** Work required **
Your answer must be an exact transcription of the data, with every picture omitted.
....................
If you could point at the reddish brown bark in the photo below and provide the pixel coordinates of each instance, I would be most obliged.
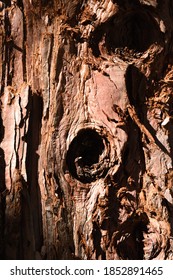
(86, 129)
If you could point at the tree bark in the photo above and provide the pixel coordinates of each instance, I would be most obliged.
(86, 134)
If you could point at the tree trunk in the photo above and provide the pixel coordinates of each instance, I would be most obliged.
(86, 130)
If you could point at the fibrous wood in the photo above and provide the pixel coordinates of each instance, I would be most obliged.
(86, 129)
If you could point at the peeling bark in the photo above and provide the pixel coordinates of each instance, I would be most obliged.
(86, 129)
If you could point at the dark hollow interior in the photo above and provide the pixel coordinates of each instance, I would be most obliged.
(134, 30)
(84, 151)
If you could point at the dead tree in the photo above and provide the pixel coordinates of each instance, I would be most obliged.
(86, 130)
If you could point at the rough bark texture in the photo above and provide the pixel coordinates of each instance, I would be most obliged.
(86, 130)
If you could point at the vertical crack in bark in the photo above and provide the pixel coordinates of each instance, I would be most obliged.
(32, 157)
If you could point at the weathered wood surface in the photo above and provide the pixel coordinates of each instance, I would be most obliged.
(86, 129)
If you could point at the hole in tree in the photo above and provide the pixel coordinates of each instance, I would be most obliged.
(133, 30)
(84, 155)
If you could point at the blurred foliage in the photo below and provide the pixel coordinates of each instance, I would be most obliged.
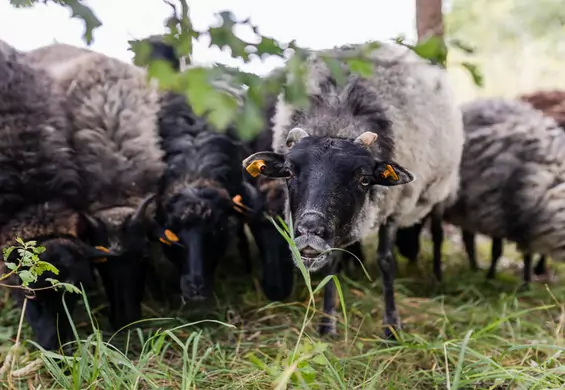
(229, 96)
(508, 22)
....................
** Task output **
If you could point at the reddish brown bark in the photo below and provide the pixel coordinates of each instance, I would be most obliged.
(86, 129)
If you could point at the tree bark in the photo above and provide the pixel coordinates of each instance, I would be most obliged.
(86, 134)
If you could point at the tree trunk in the photo above and provide the pixel coordinates of each instance, I would be most obliged.
(86, 130)
If you could point at the fibrous wood in the photo above and provide the pixel coordinates of each instance, I would be most obliged.
(86, 129)
If you could point at the peeling bark in the photo above and provide the pixel coordinates of each instance, I would be most obliged.
(86, 129)
If you could point at the dark hollow interior in the photo above and provide the pixel coordinates of each instance, I would be most obliged.
(134, 30)
(84, 151)
If you could point at the dead tree in the photo above and provide the pixel coordinates of each instance, I would be most obliged.
(86, 130)
If you could point at the rough bark texture in the photo above and provide the pixel coordinates of each instance, I would be most obliged.
(86, 130)
If you could point at the vertical crack in bark in the photo above and provide the pixel coordinates of each instance, I would be most obliged.
(32, 157)
If you could point at the weathered wood surface in the photo above and provide the pixel coordinates of each instance, I would be most obliged.
(86, 129)
If you could point at the hole in tree in the photo above and provide the pixel coordinates of each instance, I would be most obliged.
(133, 30)
(84, 155)
If you could point at the blurred foliage in the photo below and provide the pixel coordinates of each instance, I would be most obliged.
(229, 96)
(508, 22)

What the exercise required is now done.